Directions for this task
Transcribe the data below verbatim from the line with "the car roof" to the line with "where the large". Include both of those lines.

─── Data to examine ───

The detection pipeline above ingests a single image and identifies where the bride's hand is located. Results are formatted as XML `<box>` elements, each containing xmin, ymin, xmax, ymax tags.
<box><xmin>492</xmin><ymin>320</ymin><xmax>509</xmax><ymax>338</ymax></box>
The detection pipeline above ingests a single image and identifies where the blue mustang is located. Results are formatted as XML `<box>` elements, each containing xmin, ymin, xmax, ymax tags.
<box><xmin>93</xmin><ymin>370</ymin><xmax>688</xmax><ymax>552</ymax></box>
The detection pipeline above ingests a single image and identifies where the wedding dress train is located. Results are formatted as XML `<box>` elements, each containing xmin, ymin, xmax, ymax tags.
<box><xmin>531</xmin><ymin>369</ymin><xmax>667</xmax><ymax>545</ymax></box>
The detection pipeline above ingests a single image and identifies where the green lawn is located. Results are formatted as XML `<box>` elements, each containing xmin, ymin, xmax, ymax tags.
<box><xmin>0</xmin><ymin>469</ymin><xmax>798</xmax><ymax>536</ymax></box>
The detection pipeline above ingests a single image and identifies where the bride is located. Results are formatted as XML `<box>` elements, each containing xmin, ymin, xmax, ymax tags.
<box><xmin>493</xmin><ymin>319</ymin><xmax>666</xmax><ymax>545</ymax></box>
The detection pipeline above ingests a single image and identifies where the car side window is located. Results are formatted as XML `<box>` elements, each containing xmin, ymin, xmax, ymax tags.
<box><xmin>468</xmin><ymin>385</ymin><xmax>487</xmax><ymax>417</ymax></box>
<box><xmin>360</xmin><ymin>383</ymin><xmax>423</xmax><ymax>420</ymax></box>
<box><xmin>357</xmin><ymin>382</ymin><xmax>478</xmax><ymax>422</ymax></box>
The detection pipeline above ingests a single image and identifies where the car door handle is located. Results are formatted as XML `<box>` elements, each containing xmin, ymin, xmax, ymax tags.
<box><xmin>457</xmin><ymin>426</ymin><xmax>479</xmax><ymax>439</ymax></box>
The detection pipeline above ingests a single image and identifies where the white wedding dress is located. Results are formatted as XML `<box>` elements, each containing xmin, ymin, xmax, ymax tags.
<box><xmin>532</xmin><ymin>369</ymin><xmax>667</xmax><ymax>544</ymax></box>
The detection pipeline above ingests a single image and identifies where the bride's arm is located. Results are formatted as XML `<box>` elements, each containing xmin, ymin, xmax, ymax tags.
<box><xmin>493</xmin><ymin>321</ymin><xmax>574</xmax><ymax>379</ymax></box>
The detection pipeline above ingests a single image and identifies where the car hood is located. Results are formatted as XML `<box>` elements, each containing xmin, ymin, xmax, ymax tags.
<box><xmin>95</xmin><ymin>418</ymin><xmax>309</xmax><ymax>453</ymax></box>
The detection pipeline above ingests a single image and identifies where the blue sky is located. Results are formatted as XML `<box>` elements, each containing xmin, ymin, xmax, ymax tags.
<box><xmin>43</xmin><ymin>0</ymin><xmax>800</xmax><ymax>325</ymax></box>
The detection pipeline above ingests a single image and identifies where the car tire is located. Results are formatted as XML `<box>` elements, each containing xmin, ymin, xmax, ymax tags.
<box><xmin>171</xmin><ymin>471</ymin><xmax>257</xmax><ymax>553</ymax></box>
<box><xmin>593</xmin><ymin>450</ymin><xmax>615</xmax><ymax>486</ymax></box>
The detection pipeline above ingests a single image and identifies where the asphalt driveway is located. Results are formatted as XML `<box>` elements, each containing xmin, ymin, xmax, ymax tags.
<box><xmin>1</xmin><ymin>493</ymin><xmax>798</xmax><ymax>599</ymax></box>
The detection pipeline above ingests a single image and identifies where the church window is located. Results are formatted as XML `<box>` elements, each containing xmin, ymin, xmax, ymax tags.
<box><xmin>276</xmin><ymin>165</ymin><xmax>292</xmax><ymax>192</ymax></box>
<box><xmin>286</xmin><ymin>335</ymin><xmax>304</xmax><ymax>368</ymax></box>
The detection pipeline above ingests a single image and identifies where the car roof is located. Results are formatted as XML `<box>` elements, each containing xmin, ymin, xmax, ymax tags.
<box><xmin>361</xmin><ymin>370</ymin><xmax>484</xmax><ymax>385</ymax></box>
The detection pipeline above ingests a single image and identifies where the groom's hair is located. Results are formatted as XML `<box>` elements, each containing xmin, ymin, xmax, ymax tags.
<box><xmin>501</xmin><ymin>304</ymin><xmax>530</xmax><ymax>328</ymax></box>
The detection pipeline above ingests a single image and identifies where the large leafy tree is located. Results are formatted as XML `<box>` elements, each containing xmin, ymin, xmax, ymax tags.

───
─── Data to examine ───

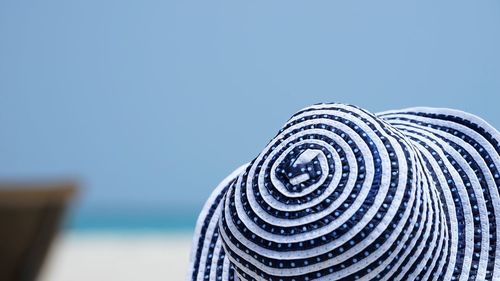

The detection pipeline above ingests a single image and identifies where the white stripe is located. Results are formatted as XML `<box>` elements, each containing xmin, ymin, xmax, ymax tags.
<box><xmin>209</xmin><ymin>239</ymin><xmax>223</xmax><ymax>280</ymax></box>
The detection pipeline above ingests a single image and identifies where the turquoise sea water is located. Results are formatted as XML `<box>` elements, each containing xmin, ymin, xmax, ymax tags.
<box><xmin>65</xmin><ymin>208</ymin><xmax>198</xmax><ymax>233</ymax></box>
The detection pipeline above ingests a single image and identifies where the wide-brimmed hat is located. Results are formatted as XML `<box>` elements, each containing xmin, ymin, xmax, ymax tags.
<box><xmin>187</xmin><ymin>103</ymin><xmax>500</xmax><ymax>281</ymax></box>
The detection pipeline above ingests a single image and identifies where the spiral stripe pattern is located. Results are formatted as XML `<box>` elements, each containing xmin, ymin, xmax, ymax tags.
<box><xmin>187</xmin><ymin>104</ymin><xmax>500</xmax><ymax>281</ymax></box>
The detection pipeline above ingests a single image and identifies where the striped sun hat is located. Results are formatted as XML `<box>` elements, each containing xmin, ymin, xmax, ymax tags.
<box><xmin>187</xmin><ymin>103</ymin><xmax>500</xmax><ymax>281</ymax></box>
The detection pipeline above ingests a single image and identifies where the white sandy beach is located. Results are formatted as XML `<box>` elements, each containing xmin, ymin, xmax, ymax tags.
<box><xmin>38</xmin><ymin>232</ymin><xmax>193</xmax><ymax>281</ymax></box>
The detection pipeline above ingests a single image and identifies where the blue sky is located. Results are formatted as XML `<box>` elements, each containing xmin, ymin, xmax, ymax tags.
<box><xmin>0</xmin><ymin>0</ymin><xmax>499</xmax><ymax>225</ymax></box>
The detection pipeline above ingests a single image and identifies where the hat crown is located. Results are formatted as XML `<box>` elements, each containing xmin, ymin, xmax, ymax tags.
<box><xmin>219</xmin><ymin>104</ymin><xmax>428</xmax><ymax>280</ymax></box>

───

Reply to the task
The detection pipeline above ingests a single image and identifies where the car roof is located. Results are formatted as XML `<box>` elements, each containing xmin, ymin, xmax, ymax tags.
<box><xmin>361</xmin><ymin>370</ymin><xmax>484</xmax><ymax>385</ymax></box>
The detection pipeline above ingests a single image and identifies where the groom's hair is located. Results are formatted as XML `<box>` elements, each containing xmin, ymin, xmax, ymax tags.
<box><xmin>501</xmin><ymin>304</ymin><xmax>530</xmax><ymax>328</ymax></box>
The detection pipeline above ingests a single image and identifies where the large leafy tree is located. Results are formatted as XML `<box>` elements, each containing xmin, ymin, xmax, ymax tags.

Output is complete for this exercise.